▸ **WRITTEN INSTRUCTION 1**:
In the article about Frank Kendall's AI-piloted jet flight, what reason does Kendall give for saying the Air Force has to have AI weaponry? Answer in one to three sentences.
▸ **WRITTEN INSTRUCTION 2**:
Rewrite the part of the article on Kendall's AI jet flight that begins at the words "Us Air Force Secretary Frank Kendall Tests An Ai Piloted" and ends after the words "a real dogfight.", substituting "crewed" for "human-piloted".

▸ **READING TEXT**:
US Air Force Secretary Frank Kendall tests an AI-piloted fighter jet

Us Air Force Secretary Frank Kendall Tests An Ai Piloted Fighter Jet

US Air Force Secretary Frank Kendall flew an experimental AI-powered F-16 fighter jet in a test flight at Edwards Air Force Base in California.

The AI-controlled F-16, the X-62A VISTA (Variable In-flight Simulator Test Aircraft), engaged in an aerial dogfight with a human-piloted F-16.

The two jets flew within 1,000 feet of each other at speeds exceeding 550 miles per hour, performing complex high-speed maneuvers. 

Secretary Kendall, who experienced the AI-piloted jet firsthand during the hour-long flight, expressed the inevitability of AI weaponry: “It’s a security risk not to have it. At this point, we have to have it.”

The AI-piloted jet was pitted against a human-piloted adversary, attempting to force the opponent into vulnerable positions as per a real dogfight.

▸ **DATASET**:
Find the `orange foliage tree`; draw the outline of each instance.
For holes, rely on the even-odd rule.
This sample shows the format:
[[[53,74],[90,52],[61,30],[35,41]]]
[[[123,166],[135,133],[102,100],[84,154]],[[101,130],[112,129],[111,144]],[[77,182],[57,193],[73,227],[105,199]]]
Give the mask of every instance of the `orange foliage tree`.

▸ **CORRECT RESULT 1**:
Kendall says that not having AI weaponry is itself a security risk. For that reason, he concludes that at this point the Air Force has to have it.

▸ **CORRECT RESULT 2**:
Us Air Force Secretary Frank Kendall Tests An Ai Piloted Fighter Jet

US Air Force Secretary Frank Kendall flew an experimental AI-powered F-16 fighter jet in a test flight at Edwards Air Force Base in California.

The AI-controlled F-16, the X-62A VISTA (Variable In-flight Simulator Test Aircraft), engaged in an aerial dogfight with a crewed F-16.

The two jets flew within 1,000 feet of each other at speeds exceeding 550 miles per hour, performing complex high-speed maneuvers. 

Secretary Kendall, who experienced the AI-piloted jet firsthand during the hour-long flight, expressed the inevitability of AI weaponry: “It’s a security risk not to have it. At this point, we have to have it.”

The AI-piloted jet was pitted against a crewed adversary, attempting to force the opponent into vulnerable positions as per a real dogfight.